→ Work to complete:
Convert the material to a JSON list of strings, one string per line with blank lines left out, beginning at the line that contains "Find every instance of the pale" and stopping after the line that contains "<point>520,527</point>". Include only those lines.

(Excerpts from point annotation data)

------------

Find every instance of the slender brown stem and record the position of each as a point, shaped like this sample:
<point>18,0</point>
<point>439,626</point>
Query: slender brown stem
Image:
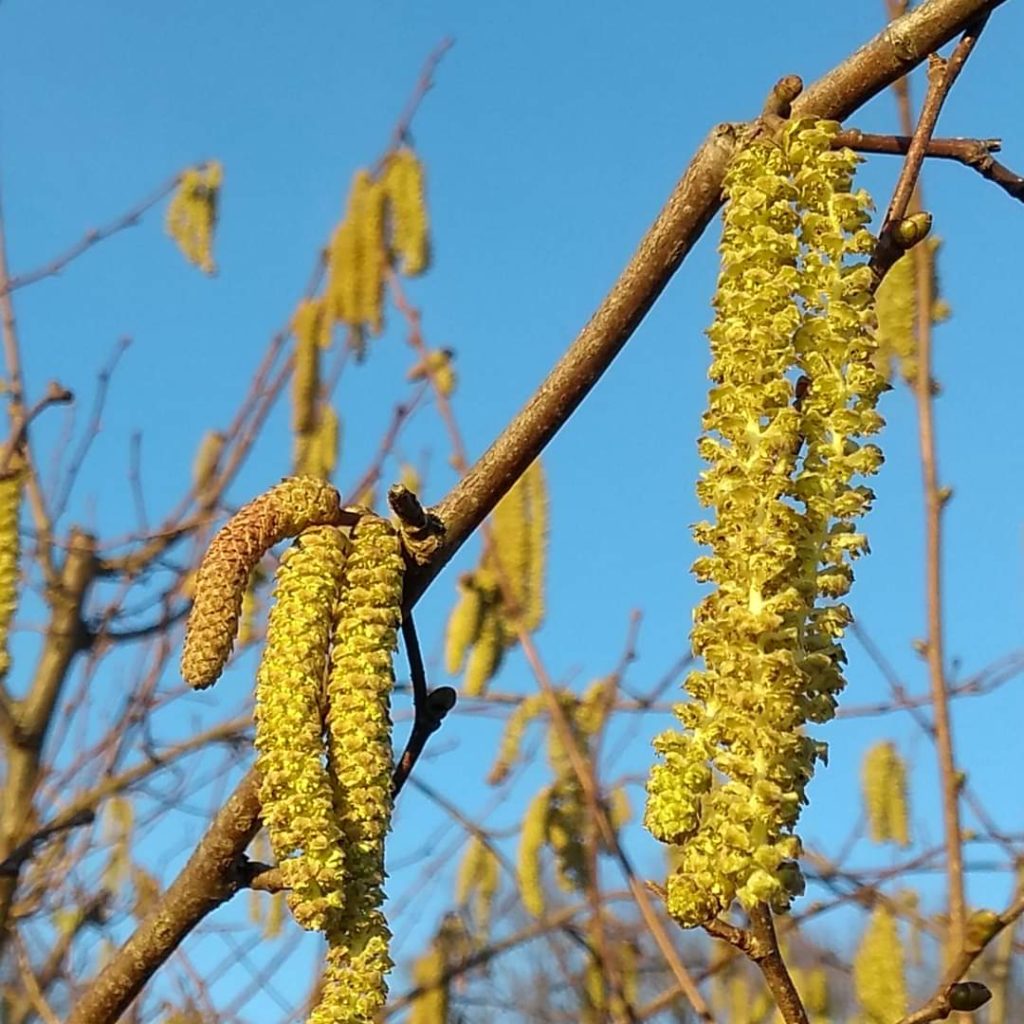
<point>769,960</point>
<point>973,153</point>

------------

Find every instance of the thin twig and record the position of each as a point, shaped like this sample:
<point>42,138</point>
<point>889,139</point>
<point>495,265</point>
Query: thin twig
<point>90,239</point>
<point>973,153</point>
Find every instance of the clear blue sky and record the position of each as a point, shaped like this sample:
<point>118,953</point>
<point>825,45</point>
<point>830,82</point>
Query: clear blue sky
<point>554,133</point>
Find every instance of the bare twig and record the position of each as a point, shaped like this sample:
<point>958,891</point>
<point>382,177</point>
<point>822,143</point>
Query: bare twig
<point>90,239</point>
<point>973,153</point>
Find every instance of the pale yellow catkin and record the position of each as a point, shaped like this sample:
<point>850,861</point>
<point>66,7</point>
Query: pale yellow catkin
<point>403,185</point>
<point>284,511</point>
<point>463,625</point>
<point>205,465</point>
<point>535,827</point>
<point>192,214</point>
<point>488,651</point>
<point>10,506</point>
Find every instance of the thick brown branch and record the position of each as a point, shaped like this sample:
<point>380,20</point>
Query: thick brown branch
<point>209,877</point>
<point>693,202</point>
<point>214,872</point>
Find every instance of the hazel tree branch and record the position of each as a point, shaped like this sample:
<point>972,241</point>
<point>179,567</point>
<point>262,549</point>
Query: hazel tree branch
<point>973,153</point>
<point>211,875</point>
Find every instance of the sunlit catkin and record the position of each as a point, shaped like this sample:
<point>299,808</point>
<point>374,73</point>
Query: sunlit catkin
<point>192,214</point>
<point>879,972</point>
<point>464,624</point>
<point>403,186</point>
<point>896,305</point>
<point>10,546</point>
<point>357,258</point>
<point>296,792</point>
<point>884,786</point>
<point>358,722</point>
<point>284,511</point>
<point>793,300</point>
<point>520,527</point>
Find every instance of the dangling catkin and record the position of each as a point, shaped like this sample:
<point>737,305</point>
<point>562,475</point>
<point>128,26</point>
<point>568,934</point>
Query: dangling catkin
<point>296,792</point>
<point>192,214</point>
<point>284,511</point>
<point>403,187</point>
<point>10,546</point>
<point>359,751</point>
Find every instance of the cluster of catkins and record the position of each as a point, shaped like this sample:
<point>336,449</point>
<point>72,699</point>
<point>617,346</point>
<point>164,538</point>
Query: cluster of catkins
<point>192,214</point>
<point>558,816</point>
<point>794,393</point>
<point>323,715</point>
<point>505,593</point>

------------

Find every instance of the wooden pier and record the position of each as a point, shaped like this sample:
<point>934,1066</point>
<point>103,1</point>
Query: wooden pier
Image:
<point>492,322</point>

------------

→ Full output:
[
  "Find every instance of the pale yellow catkin and record the position of each as a point, shaped like this sample:",
  "<point>850,861</point>",
  "<point>66,7</point>",
  "Query: pale yellow catkin",
  "<point>403,185</point>",
  "<point>284,511</point>",
  "<point>463,625</point>",
  "<point>205,465</point>",
  "<point>535,827</point>",
  "<point>192,214</point>",
  "<point>488,651</point>",
  "<point>10,506</point>",
  "Find every instance of the thick brown branch and record the position of each as a point, shaped like this sample:",
  "<point>380,20</point>",
  "Query: thick brown branch",
  "<point>209,877</point>",
  "<point>693,202</point>",
  "<point>214,872</point>",
  "Find every instance of the hazel tree branch and record the position of each as a point, shaped like this sample:",
  "<point>972,241</point>",
  "<point>179,567</point>",
  "<point>262,549</point>",
  "Query: hazel tree branch",
  "<point>973,153</point>",
  "<point>211,875</point>",
  "Find every instance of the sunlit catkin and record the position of each as a point, shaped like this sample:",
  "<point>299,808</point>",
  "<point>374,73</point>",
  "Query: sunlit catkin",
  "<point>192,214</point>",
  "<point>879,972</point>",
  "<point>464,624</point>",
  "<point>403,186</point>",
  "<point>896,305</point>",
  "<point>10,546</point>",
  "<point>357,258</point>",
  "<point>296,792</point>",
  "<point>884,786</point>",
  "<point>358,722</point>",
  "<point>284,511</point>",
  "<point>793,300</point>",
  "<point>520,527</point>"
]